DATA FOR THIS TASK
────────

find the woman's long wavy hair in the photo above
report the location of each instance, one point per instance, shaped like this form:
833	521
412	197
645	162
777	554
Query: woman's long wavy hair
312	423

────────

WHAT YOU ARE ASKED TO DO
Copy out every line of the listing above, requests included, scaling each answer coordinate by 1.5 and rounding to the nearest whole number, with halves rounded up. Keep the sample numbers in the requests as they are.

REPLY TO THE TASK
find the woman's long wavy hair in the photo above
report the location of each instance, one point per instance, shaped like this form:
833	521
412	197
645	162
777	554
Query: woman's long wavy hair
468	635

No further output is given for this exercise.